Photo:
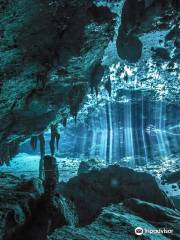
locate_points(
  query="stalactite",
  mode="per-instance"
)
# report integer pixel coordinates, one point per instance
(65, 122)
(55, 137)
(108, 135)
(108, 86)
(96, 76)
(52, 141)
(42, 151)
(33, 142)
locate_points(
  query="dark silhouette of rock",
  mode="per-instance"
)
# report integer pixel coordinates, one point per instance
(92, 191)
(87, 166)
(172, 177)
(114, 223)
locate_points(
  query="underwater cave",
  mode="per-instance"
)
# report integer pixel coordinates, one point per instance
(89, 119)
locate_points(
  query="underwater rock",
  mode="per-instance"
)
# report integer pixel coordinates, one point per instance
(15, 204)
(151, 211)
(51, 175)
(92, 191)
(35, 42)
(87, 166)
(115, 223)
(173, 177)
(33, 185)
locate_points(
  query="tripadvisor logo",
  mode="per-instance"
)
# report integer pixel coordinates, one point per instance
(139, 231)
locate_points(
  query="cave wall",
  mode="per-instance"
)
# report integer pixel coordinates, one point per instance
(48, 50)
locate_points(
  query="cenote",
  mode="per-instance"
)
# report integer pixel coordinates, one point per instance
(89, 120)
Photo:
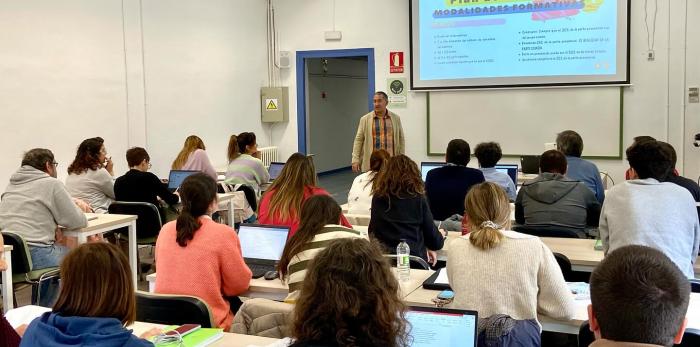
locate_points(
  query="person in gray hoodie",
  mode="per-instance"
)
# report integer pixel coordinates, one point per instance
(35, 203)
(553, 201)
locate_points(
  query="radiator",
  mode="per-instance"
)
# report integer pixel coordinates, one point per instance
(268, 155)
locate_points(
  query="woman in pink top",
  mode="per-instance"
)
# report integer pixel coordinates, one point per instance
(295, 184)
(193, 157)
(199, 257)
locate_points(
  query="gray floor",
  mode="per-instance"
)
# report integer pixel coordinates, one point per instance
(337, 184)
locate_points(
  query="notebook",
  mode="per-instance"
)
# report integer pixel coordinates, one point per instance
(275, 169)
(176, 177)
(431, 326)
(427, 166)
(262, 246)
(509, 169)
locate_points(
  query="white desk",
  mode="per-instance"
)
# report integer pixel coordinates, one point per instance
(229, 339)
(108, 222)
(226, 203)
(422, 297)
(278, 290)
(7, 294)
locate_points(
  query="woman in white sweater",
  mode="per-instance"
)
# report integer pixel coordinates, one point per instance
(494, 270)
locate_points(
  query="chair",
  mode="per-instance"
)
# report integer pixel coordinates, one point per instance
(172, 309)
(547, 232)
(565, 266)
(22, 272)
(416, 262)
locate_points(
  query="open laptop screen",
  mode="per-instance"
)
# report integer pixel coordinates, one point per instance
(262, 241)
(177, 176)
(275, 169)
(511, 170)
(427, 166)
(432, 326)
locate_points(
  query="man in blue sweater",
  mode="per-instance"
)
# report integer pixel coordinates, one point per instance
(447, 186)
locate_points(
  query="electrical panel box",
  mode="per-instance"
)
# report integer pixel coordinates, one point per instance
(274, 103)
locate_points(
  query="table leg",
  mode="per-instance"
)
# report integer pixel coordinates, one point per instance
(7, 294)
(132, 253)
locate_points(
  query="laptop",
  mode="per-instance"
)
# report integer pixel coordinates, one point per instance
(431, 326)
(509, 169)
(530, 164)
(275, 169)
(262, 246)
(427, 166)
(176, 177)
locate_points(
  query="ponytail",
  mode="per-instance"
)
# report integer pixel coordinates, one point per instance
(233, 148)
(197, 191)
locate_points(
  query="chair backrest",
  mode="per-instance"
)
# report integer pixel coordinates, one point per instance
(416, 262)
(172, 309)
(20, 256)
(148, 223)
(565, 266)
(695, 285)
(547, 232)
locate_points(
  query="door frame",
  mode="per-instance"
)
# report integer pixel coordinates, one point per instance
(301, 56)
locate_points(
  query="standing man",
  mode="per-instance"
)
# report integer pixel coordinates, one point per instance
(379, 129)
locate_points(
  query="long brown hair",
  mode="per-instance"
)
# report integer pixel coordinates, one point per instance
(400, 177)
(192, 143)
(96, 282)
(197, 192)
(87, 157)
(298, 174)
(487, 207)
(316, 212)
(350, 297)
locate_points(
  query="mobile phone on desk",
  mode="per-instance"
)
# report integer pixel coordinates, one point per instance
(183, 329)
(446, 295)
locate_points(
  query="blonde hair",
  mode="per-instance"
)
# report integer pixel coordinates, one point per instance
(287, 190)
(488, 209)
(192, 143)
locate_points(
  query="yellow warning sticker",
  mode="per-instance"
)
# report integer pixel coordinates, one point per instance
(271, 104)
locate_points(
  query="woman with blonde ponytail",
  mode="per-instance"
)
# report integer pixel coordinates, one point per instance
(495, 270)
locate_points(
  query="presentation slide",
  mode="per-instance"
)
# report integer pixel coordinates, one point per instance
(504, 43)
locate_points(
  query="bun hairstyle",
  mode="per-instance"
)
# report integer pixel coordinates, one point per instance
(488, 209)
(197, 192)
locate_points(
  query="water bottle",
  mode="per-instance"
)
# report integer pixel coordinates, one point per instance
(403, 264)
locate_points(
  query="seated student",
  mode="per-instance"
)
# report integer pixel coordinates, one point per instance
(9, 337)
(646, 211)
(350, 298)
(296, 183)
(193, 157)
(488, 154)
(35, 203)
(400, 211)
(244, 167)
(494, 270)
(447, 186)
(320, 216)
(360, 194)
(555, 201)
(638, 298)
(197, 256)
(95, 303)
(139, 185)
(675, 178)
(570, 143)
(90, 175)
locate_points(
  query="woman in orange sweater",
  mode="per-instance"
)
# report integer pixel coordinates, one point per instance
(197, 256)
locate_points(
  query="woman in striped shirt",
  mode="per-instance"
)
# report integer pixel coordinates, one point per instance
(243, 165)
(320, 216)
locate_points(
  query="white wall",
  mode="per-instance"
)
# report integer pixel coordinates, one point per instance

◆ **Instructions for the task**
Repeat all the records above exactly, leaving out any pictures.

◆ **Response below**
Photo:
locate_points(
  query="stalactite",
  mode="per-instance"
)
# report integer pixel coordinates, one point per instance
(65, 122)
(55, 137)
(108, 135)
(108, 86)
(96, 76)
(52, 141)
(42, 151)
(33, 142)
locate_points(
  query="dark silhouette of rock",
  mode="per-instance"
)
# report integer pixel coordinates, one point per instance
(92, 191)
(87, 166)
(172, 177)
(114, 223)
locate_points(
  query="underwater cave",
  mode="per-instance"
)
# report integer pixel coordinates, one point per instance
(89, 119)
locate_points(
  query="underwater rock",
  mode="per-instance"
)
# report integer pixel coordinates, one point per instance
(15, 204)
(151, 211)
(51, 175)
(92, 191)
(35, 42)
(87, 166)
(115, 223)
(173, 177)
(33, 185)
locate_points(
  query="tripadvisor logo",
  mode="per-instance"
)
# report integer pixel coordinates, one point per instance
(139, 231)
locate_points(
  query="cave wall",
  mode="per-instance"
)
# report integer pixel coordinates, one point per instance
(48, 50)
locate_points(
  query="cenote",
  mode="per-instance"
)
# report integer pixel coordinates, one point per instance
(89, 120)
Photo:
locate_points(
  query="person in gray hoodie",
  mode="per-instance"
)
# report integer pixel coordinates, one point per instance
(35, 203)
(553, 201)
locate_points(
  query="radiator",
  mode="per-instance"
)
# report integer pixel coordinates, one point per instance
(268, 155)
locate_points(
  query="woman in pink top",
  mode="per-instance"
)
# report integer pixel coordinates, one point per instance
(295, 184)
(193, 157)
(199, 257)
locate_points(
  query="gray floor",
  mode="per-instance"
)
# report integer pixel coordinates, one point per instance
(337, 184)
locate_points(
  query="notebook",
  mode="per-instance"
)
# report integer pixel coordinates, one point per instance
(275, 169)
(176, 177)
(431, 326)
(427, 166)
(262, 246)
(509, 169)
locate_points(
  query="white desk",
  mode="per-instance"
)
# report integer pixel coordinates, one point per instance
(229, 339)
(108, 222)
(226, 203)
(422, 297)
(278, 290)
(7, 294)
locate_points(
  query="woman in white sweater",
  mode="per-instance"
)
# report integer pixel coordinates, one point per instance
(494, 270)
locate_points(
  query="chair",
  mode="per-instance"
)
# report integer pixel coordinates, one point per instance
(172, 309)
(547, 232)
(565, 266)
(22, 272)
(416, 262)
locate_points(
  query="open laptop screen",
  mode="per-instance"
)
# report integer pixel coordinates, one point per instance
(262, 241)
(177, 176)
(275, 169)
(511, 170)
(427, 166)
(432, 326)
locate_points(
  query="man in blue sweater",
  mode="per-instance"
)
# report integer pixel coordinates, one point per instance
(447, 186)
locate_points(
  query="electrical panel box",
  mode="per-instance"
)
# report integer pixel coordinates, one point per instance
(274, 103)
locate_points(
  query="table leg",
  mode="per-instance"
)
# report integer pixel coordinates, one point per instance
(7, 294)
(132, 253)
locate_points(
  query="laptop",
  mode="per-instance"
)
# report integer pixel coordinates, one point per instance
(431, 326)
(509, 169)
(530, 164)
(275, 169)
(262, 246)
(427, 166)
(176, 177)
locate_points(
  query="ponytail",
  mode="per-instance"
)
# report integer pixel coordinates, one point per instance
(233, 148)
(197, 191)
locate_points(
  query="chair backrest",
  mode="per-instance"
)
# report integer pixel coordinates, one point per instance
(416, 262)
(172, 309)
(20, 256)
(148, 223)
(565, 266)
(695, 285)
(547, 232)
locate_points(
  query="door frame",
  mode="per-instance"
)
# report integer pixel coordinates, one point per instance
(301, 56)
locate_points(
  query="standing man",
  mode="per-instance"
)
# report integer pixel coordinates, one point per instance
(379, 129)
locate_points(
  query="long brown hair",
  mode="per-instance"
)
# report integer pixel coordinates, one point per instance
(400, 177)
(192, 143)
(96, 282)
(197, 192)
(87, 157)
(298, 174)
(487, 207)
(316, 212)
(350, 297)
locate_points(
  query="mobile phone on desk",
  mode="per-instance"
)
# report integer pixel coordinates, one point per instance
(183, 329)
(446, 295)
locate_points(
  query="blonde hair",
  mode="per-instance"
)
# report integer pixel coordinates, one point per instance
(287, 190)
(488, 209)
(192, 143)
locate_points(
  query="yellow warning sticker",
  mode="per-instance"
)
# report integer pixel coordinates, one point per instance
(271, 104)
locate_points(
  query="woman with blonde ponytail",
  mode="per-instance"
)
# report integer pixel coordinates, one point per instance
(495, 270)
locate_points(
  query="presentation slide",
  mode="per-instance"
)
# report integer pixel coordinates, one point per instance
(504, 43)
locate_points(
  query="bun hairstyle",
  mode="per-instance"
)
# report integer pixel coordinates, one point per instance
(488, 209)
(197, 192)
locate_points(
  query="water bottle",
  mode="per-instance"
)
# report integer pixel coordinates, one point per instance
(403, 264)
locate_points(
  query="seated student",
  mode="per-instance"
)
# report integer pixel coordinates, one point per instance
(9, 337)
(646, 211)
(350, 298)
(296, 183)
(193, 157)
(488, 154)
(35, 203)
(400, 211)
(244, 167)
(494, 270)
(447, 186)
(320, 216)
(360, 194)
(555, 201)
(638, 298)
(197, 256)
(95, 303)
(139, 185)
(675, 178)
(570, 143)
(90, 175)
locate_points(
  query="woman in orange sweater",
  mode="per-instance"
)
# report integer pixel coordinates, one point per instance
(197, 256)
locate_points(
  query="woman in striped shirt",
  mode="per-instance"
)
# report integer pixel coordinates, one point per instance
(243, 165)
(320, 216)
locate_points(
  query="white wall",
  mode="per-instance"
)
# report integer pixel coordinates, one point per instance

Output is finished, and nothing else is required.